__Recorded information__
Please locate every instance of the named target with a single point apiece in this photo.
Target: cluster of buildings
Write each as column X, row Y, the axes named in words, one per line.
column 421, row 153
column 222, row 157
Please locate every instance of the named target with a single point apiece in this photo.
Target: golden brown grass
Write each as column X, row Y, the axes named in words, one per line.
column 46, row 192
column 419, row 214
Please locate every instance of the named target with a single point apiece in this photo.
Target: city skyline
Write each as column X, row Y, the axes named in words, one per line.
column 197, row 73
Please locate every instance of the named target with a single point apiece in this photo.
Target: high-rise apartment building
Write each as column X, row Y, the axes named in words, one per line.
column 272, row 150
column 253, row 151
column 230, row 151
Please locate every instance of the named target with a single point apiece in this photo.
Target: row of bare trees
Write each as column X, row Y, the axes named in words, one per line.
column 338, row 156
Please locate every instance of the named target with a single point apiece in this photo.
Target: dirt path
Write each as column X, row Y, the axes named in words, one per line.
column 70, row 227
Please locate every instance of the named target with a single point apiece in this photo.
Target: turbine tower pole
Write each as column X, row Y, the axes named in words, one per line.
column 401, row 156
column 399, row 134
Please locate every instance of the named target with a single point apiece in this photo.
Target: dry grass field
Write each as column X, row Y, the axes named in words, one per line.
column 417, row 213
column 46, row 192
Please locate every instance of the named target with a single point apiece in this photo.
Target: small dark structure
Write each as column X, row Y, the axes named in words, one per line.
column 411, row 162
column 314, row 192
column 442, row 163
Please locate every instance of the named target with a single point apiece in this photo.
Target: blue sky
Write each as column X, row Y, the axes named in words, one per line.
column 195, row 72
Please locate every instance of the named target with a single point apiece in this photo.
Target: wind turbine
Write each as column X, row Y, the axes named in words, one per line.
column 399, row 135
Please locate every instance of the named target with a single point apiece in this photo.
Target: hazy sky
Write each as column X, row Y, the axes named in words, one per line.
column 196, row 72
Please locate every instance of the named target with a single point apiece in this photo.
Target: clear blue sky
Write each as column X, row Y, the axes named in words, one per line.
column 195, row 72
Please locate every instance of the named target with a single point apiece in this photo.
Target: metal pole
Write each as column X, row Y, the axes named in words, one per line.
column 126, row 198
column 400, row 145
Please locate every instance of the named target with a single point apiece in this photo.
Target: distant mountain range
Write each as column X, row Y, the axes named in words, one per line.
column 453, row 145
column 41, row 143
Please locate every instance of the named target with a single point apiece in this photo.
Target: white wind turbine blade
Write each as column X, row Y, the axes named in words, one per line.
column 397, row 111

__Description of the task__
Please quote the data above in full, with no line missing.

__Written solution__
Please locate every instance of the named target with a single point apiece in this photo.
Target: cluster of buildings
Write each as column X, row Y, the axes named in words, one per line.
column 421, row 153
column 222, row 157
Please locate every instance of the named target with a single point apiece in this photo.
Target: golden brown grass
Write each as column X, row Y, the axes named in words, one per line.
column 46, row 192
column 419, row 214
Please locate every instance of the named target with a single point apiece in this photo.
Target: city skyline
Write each as column X, row Y, the axes named in words, one per line.
column 197, row 73
Please locate every instance of the named target with a single point apiece in this photo.
Target: high-rise apartment building
Write each as column X, row Y, the axes named in words, one per line.
column 272, row 150
column 253, row 151
column 230, row 151
Please locate every instance of the named target with a single point apiece in this photo.
Target: row of bare trees
Write each as column X, row Y, the axes named in words, one per line.
column 338, row 156
Please locate every instance of the named target with a single point apiece in this photo.
Target: dirt path
Write each as column X, row Y, the axes named in words, one per line.
column 70, row 227
Please locate every instance of the named target with a single point apiece in this photo.
Target: turbine tower pole
Write each as column X, row Y, the axes named in words, one per line.
column 401, row 156
column 399, row 134
Please locate every instance of the named target with a single point apiece in this photo.
Target: dry grass field
Write each as column X, row Y, the axes named in words, one per line.
column 417, row 213
column 46, row 192
Please locate every instance of the named target with a single point apiece in this photo.
Target: small dark structure
Write each as column X, row Y, the axes named in words, one per line.
column 411, row 162
column 314, row 192
column 442, row 163
Please locate every instance of the named target with a single point apiece in this photo.
Target: blue sky
Write each as column X, row Y, the axes named in words, one per line.
column 195, row 72
Please locate every instance of the named target with a single point apiece in this photo.
Target: wind turbine
Write each as column X, row Y, the axes named in words, one per line.
column 399, row 135
Please locate every instance of the named target with a single point apiece in this photo.
Target: hazy sky
Write each as column X, row Y, the axes named in words, one per line.
column 196, row 72
Please locate every instance of the named target with a single point apiece in this photo.
Target: clear blue sky
Write each as column X, row Y, the axes named in words, one per line.
column 195, row 72
Please locate every instance of the named target with a single point apiece in this photo.
Target: metal pole
Write each as column X, row Y, the axes named in words, one per line.
column 126, row 198
column 400, row 145
Please locate every instance of the named target with a single point apiece in this photo.
Target: distant mountain range
Write each as column X, row Y, the axes named in words, one per line.
column 453, row 145
column 41, row 143
Please locate every instance of the named target with a single point apiece in this photo.
Target: white wind turbine blade
Write each as column X, row Y, the axes named in words, one per line.
column 397, row 111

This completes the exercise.